Find "the red and" in the material below, then write out that line and every line after it exactly, ending with the last one; skip the pictures.
******************************
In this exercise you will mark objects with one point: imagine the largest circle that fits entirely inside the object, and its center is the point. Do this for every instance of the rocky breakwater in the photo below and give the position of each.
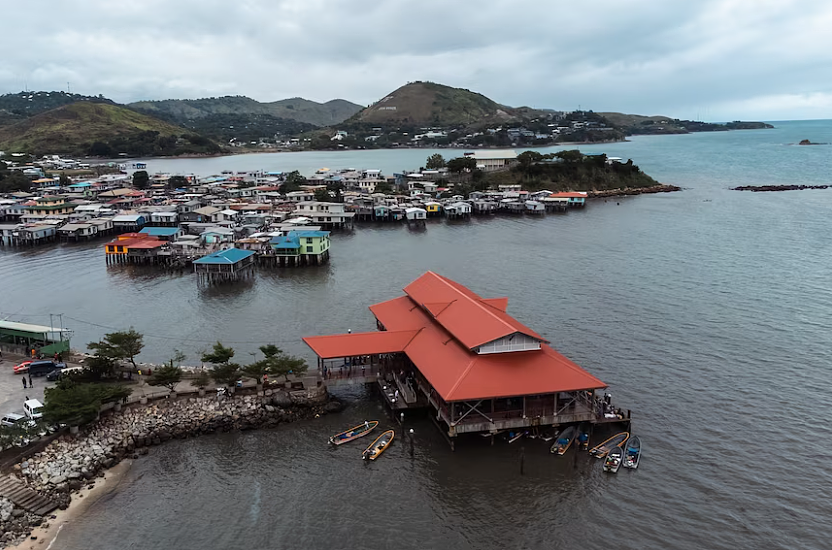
(621, 192)
(70, 463)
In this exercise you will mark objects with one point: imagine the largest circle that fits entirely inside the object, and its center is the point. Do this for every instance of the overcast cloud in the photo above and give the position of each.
(708, 59)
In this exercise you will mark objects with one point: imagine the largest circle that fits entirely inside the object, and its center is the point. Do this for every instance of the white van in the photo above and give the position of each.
(33, 409)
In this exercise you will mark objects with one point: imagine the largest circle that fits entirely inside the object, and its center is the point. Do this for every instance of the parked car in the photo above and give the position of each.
(42, 368)
(59, 373)
(22, 367)
(33, 409)
(12, 419)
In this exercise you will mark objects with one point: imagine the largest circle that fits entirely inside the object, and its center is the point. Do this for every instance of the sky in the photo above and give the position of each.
(710, 60)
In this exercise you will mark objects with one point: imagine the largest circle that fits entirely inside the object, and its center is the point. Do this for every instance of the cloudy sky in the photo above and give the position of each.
(706, 59)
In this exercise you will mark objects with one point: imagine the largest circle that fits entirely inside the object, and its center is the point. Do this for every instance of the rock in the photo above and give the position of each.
(281, 399)
(56, 480)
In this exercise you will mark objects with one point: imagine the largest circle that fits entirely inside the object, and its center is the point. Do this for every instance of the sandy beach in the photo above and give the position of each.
(49, 533)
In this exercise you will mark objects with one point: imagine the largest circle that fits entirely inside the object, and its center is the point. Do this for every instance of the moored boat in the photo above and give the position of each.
(353, 433)
(583, 435)
(601, 450)
(613, 461)
(564, 440)
(632, 454)
(378, 446)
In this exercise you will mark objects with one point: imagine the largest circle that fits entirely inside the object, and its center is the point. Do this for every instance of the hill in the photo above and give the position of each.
(101, 129)
(22, 105)
(659, 124)
(431, 104)
(298, 109)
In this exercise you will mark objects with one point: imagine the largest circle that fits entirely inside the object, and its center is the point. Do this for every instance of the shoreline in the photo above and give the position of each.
(74, 471)
(48, 532)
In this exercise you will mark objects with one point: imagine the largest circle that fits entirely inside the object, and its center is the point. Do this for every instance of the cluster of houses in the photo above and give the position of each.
(190, 217)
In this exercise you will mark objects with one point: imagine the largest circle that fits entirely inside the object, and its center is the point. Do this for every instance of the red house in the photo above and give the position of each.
(464, 356)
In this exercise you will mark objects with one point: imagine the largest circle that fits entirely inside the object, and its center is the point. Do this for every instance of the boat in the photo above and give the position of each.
(632, 453)
(601, 450)
(583, 435)
(564, 440)
(378, 446)
(353, 433)
(512, 437)
(613, 461)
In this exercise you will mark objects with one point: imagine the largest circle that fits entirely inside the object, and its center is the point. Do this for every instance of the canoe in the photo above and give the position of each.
(564, 440)
(601, 450)
(613, 461)
(632, 454)
(353, 433)
(378, 446)
(583, 435)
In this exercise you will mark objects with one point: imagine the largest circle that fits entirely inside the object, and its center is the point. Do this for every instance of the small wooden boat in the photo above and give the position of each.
(353, 433)
(603, 449)
(564, 440)
(583, 435)
(613, 461)
(512, 437)
(378, 446)
(632, 454)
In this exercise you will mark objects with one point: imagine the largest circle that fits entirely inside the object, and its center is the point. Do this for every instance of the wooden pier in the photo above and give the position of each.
(479, 371)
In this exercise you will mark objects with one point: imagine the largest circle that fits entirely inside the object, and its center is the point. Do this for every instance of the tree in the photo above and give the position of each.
(120, 345)
(462, 164)
(219, 355)
(226, 374)
(100, 366)
(140, 179)
(168, 376)
(284, 365)
(435, 161)
(293, 182)
(76, 404)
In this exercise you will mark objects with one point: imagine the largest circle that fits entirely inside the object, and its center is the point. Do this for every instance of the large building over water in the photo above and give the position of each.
(478, 368)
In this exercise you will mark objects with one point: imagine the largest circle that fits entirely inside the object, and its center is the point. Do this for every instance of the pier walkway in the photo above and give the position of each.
(24, 497)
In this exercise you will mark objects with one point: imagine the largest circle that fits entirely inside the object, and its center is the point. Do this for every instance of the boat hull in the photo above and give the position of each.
(374, 450)
(353, 433)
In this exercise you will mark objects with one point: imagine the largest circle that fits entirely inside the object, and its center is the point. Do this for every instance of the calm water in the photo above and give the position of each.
(707, 312)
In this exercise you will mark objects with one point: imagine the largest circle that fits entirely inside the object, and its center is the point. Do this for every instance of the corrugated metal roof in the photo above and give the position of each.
(230, 256)
(160, 231)
(26, 327)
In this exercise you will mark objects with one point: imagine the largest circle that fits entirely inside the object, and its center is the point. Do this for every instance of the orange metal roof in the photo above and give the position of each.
(457, 373)
(360, 343)
(470, 319)
(569, 194)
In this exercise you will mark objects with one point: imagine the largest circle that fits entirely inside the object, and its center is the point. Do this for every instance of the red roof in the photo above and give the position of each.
(569, 195)
(360, 343)
(426, 335)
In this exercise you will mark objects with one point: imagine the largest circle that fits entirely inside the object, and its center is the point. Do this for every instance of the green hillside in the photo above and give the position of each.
(100, 129)
(22, 105)
(298, 109)
(428, 103)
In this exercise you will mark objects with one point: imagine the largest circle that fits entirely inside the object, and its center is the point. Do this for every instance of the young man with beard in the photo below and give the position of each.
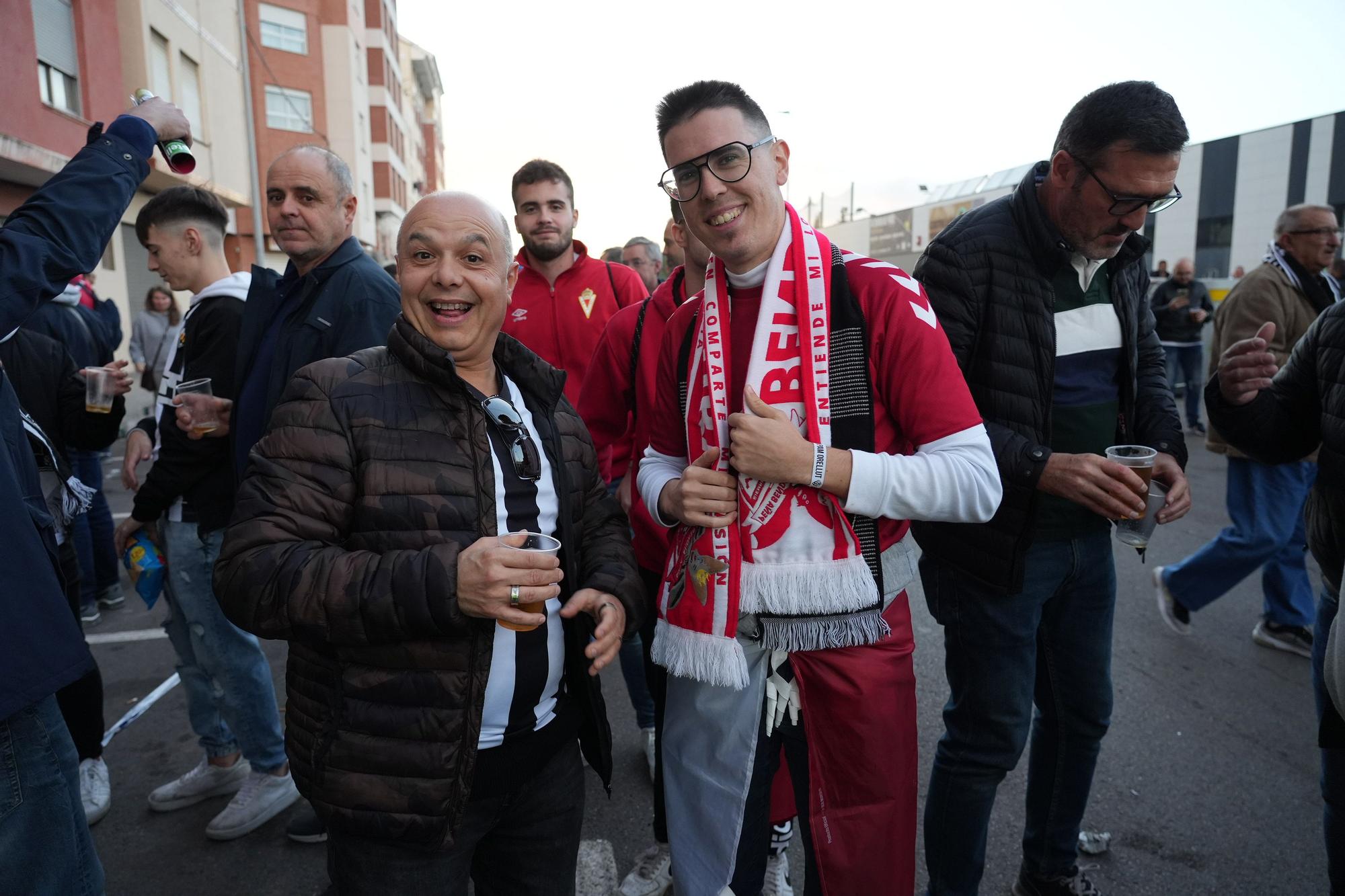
(564, 298)
(1044, 298)
(822, 411)
(185, 503)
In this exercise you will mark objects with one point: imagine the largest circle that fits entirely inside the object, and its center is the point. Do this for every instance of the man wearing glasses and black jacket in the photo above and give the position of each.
(442, 676)
(1043, 295)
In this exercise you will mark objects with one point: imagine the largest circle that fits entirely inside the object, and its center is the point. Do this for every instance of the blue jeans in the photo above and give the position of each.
(1050, 646)
(44, 834)
(1266, 507)
(1334, 759)
(633, 670)
(1186, 365)
(231, 696)
(92, 532)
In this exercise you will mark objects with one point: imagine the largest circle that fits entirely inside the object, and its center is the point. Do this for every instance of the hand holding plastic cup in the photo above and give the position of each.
(204, 416)
(1139, 458)
(537, 544)
(1139, 532)
(100, 389)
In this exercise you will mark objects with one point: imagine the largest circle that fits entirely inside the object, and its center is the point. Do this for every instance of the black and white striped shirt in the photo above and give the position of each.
(525, 682)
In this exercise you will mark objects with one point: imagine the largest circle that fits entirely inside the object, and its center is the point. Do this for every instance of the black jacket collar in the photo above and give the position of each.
(1050, 249)
(346, 253)
(428, 361)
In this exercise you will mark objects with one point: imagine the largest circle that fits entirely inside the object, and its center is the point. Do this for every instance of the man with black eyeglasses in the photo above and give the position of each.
(808, 407)
(1043, 295)
(427, 525)
(1265, 501)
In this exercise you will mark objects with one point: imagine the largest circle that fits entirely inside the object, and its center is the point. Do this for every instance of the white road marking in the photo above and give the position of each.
(123, 637)
(597, 872)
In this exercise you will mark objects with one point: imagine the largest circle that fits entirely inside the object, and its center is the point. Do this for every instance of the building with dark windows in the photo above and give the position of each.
(1233, 192)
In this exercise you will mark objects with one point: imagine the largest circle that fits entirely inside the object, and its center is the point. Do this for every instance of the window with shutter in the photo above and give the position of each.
(59, 63)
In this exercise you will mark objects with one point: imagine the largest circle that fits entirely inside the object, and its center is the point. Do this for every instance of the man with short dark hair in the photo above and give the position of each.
(1182, 307)
(1265, 501)
(1044, 298)
(615, 403)
(443, 674)
(822, 411)
(333, 299)
(564, 298)
(185, 503)
(642, 256)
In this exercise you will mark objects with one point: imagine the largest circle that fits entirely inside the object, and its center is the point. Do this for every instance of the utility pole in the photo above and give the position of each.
(259, 236)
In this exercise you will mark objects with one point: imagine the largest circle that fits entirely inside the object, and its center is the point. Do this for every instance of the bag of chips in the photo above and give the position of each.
(146, 564)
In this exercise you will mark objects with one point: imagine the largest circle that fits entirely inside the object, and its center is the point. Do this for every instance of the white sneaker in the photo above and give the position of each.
(653, 873)
(202, 782)
(262, 798)
(95, 788)
(778, 876)
(649, 739)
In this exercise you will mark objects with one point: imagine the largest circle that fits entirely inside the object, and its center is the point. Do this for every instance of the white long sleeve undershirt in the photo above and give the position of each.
(952, 479)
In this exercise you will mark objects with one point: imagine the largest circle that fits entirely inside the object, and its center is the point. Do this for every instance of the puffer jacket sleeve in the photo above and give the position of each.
(283, 571)
(1157, 423)
(607, 560)
(957, 303)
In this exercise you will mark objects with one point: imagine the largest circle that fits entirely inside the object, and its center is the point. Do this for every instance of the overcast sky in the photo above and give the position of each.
(883, 95)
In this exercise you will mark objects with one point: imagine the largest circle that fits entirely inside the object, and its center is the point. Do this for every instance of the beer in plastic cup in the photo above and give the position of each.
(1139, 532)
(1139, 458)
(99, 389)
(202, 420)
(535, 544)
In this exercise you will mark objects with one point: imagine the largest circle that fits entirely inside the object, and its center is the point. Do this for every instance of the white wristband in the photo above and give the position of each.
(820, 464)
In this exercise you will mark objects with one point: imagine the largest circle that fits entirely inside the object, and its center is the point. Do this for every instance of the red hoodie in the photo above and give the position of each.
(564, 325)
(606, 404)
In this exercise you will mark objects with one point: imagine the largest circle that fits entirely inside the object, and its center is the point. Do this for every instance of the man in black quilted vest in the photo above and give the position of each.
(1043, 295)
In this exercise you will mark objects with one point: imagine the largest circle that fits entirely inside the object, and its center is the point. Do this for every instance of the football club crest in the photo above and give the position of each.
(587, 300)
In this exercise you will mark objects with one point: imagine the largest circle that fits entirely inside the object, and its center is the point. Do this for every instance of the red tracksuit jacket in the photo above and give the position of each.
(606, 404)
(564, 325)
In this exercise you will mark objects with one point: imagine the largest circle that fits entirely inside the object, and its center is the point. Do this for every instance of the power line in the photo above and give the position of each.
(290, 103)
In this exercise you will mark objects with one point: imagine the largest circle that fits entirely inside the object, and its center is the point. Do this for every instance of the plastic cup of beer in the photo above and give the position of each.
(1139, 458)
(99, 382)
(202, 415)
(1139, 532)
(533, 544)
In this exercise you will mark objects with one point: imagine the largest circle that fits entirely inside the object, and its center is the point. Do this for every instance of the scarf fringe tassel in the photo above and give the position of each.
(812, 587)
(824, 633)
(714, 659)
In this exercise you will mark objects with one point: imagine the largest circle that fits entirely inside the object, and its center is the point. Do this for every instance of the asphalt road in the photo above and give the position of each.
(1207, 782)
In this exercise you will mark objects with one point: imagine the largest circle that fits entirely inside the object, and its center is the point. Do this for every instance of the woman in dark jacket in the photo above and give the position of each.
(424, 723)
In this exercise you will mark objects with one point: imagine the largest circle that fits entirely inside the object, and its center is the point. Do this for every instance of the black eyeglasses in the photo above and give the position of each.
(1125, 205)
(730, 163)
(523, 451)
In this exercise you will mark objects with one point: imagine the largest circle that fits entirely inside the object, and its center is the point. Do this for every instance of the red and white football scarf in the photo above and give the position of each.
(793, 557)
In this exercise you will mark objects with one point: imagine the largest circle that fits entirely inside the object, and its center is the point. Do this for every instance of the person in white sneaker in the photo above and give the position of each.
(185, 503)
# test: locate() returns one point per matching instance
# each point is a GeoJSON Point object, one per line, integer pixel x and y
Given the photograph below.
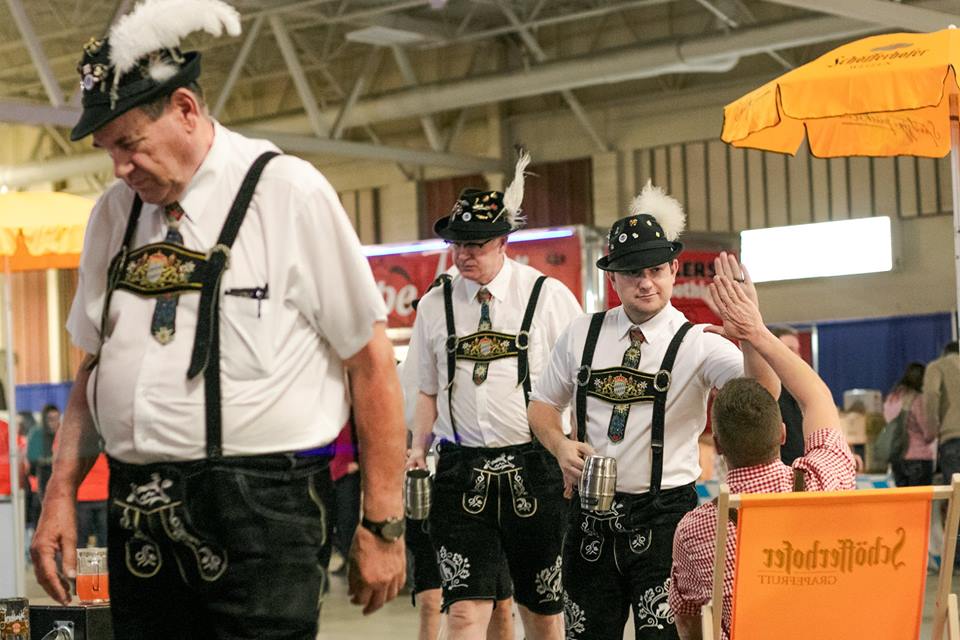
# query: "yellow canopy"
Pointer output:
{"type": "Point", "coordinates": [42, 230]}
{"type": "Point", "coordinates": [885, 95]}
******************************
## Output of the task:
In this exercise you will mark objects with one point: imagine the largest circle that fits entirely inside the object, and its center is the point. Do this for every instance of the red and white football scarf in the photo above and give the position of each.
(793, 557)
In this exercise you will mark objects with one point: imagine the largest circle that fits entirely inside the object, and its center is the point. Do this for every instance of the person in white sneaker in the photo above and give the position of each.
(185, 503)
# test: locate() returns one point per matching instance
# each point is a GeoJSON Point object, one per line, integer pixel x and y
Given the photograph below.
# query: "yellow canopy"
Pointer output:
{"type": "Point", "coordinates": [42, 230]}
{"type": "Point", "coordinates": [885, 95]}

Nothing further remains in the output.